WHAT YOU NEED TO DO –
1 – In the personal essay, please rewrite the passage starting at "I get to talk about one" and ending at "decide to live?", substituting "charities" for "nonprofits".
2 – Answer each question from the personal essay.
(a) Which nonprofit does the writer name as one of their favorites?
(b) How many years have passed since the writer sat on the bed wondering how scary death would be?
(c) What did the writer want to buy when it was released?

TEXT EXTRACT –
I get to talk about one of my favorite nonprofits (To Write Love On Her Arms), and I get to talk about hope. I use my story to get people talking about how much we can do for the people who are still stuck in that place. According to the TWLOHA website, suicide is at an all time high, and I believe that’s something that can absolutely be changed.

It’s been 10 years since I sat on my bed, wondering how scary death would be. I still think about it sometimes — about the way I felt so hopeless and depressed, about how I just wanted to be happy and not depressed each and every day. All these years later, I can empathize with wanting my sadness to end. When I was living in the immediate aftermath of my suicide attempt, I got a lot of judgment but an even larger amount of questions. Of those is one that I still reflect on today.

What made you decide to live?

At first I felt like I had to give these ultra meaningful responses. I tried to come up with something spectacular that might actually convince people I’d had an experience so profound I would never venture down that dark road again. And thinking back on it now, I know I was just afraid of more judgment, but that there was more than one reason and none of them particularly special. I was in a couple extracurricular activities, I had pets that depended on me for affection. I found a beautiful song that spoke right to my soul, and I wanted to buy it when it was released.

ENTRIES PROVIDED –
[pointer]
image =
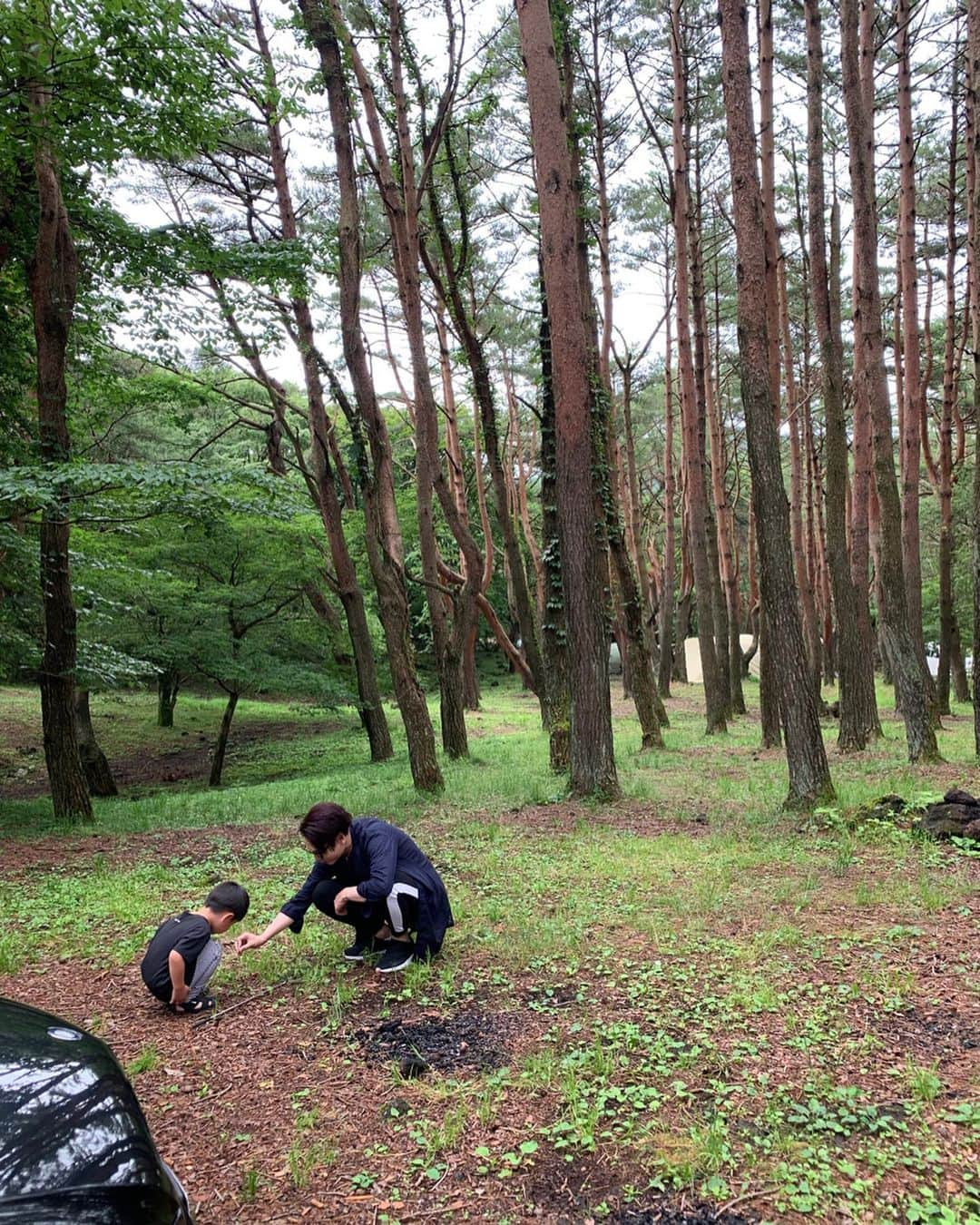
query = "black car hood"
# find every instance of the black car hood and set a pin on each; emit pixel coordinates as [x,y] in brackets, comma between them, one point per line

--

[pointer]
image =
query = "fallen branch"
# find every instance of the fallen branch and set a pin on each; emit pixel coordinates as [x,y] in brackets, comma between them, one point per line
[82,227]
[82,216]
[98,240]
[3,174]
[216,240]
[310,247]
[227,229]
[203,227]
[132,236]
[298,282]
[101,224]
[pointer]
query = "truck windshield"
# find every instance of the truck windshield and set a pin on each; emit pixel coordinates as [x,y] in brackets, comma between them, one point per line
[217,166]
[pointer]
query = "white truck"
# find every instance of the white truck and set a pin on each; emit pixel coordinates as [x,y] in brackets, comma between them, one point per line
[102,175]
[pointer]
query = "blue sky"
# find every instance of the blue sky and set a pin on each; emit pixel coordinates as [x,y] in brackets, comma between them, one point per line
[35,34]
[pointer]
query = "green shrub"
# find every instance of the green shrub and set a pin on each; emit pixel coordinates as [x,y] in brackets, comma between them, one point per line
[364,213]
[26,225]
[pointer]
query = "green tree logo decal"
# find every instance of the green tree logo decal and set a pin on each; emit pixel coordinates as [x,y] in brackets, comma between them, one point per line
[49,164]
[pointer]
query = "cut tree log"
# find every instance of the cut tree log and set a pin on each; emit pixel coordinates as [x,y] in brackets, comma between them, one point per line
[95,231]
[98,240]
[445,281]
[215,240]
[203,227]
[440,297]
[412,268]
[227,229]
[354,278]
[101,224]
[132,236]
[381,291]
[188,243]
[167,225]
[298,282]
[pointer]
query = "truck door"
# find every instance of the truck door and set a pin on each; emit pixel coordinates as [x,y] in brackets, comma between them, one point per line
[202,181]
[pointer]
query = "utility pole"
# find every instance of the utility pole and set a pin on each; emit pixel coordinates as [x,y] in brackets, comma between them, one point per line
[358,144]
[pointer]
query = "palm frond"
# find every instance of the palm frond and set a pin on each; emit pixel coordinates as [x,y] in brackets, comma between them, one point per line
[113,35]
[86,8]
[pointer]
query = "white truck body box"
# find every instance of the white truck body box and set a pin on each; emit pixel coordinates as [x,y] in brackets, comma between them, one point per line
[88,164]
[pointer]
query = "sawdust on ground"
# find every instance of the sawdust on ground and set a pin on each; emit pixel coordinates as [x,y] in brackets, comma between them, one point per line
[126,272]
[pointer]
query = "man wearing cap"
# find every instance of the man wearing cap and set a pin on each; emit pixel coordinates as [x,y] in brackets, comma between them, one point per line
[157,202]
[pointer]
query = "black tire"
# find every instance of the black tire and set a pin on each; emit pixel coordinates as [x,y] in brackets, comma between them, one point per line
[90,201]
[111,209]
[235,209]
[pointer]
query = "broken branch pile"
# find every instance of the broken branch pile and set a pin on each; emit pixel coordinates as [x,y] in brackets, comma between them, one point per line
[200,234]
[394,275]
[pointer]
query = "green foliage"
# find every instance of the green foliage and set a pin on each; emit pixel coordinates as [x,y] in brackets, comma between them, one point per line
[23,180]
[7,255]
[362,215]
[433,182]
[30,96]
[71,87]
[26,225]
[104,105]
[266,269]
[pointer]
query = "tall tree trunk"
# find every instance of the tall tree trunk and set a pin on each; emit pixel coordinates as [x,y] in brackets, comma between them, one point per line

---

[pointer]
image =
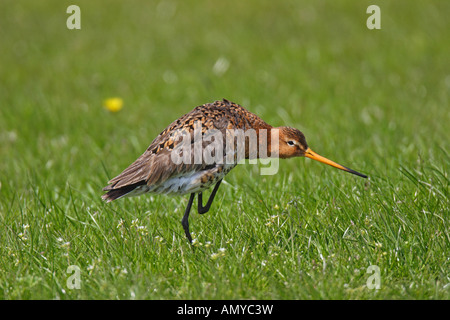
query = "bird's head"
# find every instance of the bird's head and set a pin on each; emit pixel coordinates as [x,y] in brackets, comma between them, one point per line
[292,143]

EXERCISE RESULTS –
1 –
I get to talk about one of my favorite charities (To Write Love On Her Arms), and I get to talk about hope. I use my story to get people talking about how much we can do for the people who are still stuck in that place. According to the TWLOHA website, suicide is at an all time high, and I believe that’s something that can absolutely be changed.

It’s been 10 years since I sat on my bed, wondering how scary death would be. I still think about it sometimes — about the way I felt so hopeless and depressed, about how I just wanted to be happy and not depressed each and every day. All these years later, I can empathize with wanting my sadness to end. When I was living in the immediate aftermath of my suicide attempt, I got a lot of judgment but an even larger amount of questions. Of those is one that I still reflect on today.

What made you decide to live?

2 –
(a) To Write Love On Her Arms (TWLOHA)
(b) 10 years
(c) A beautiful song that spoke right to the writer's soul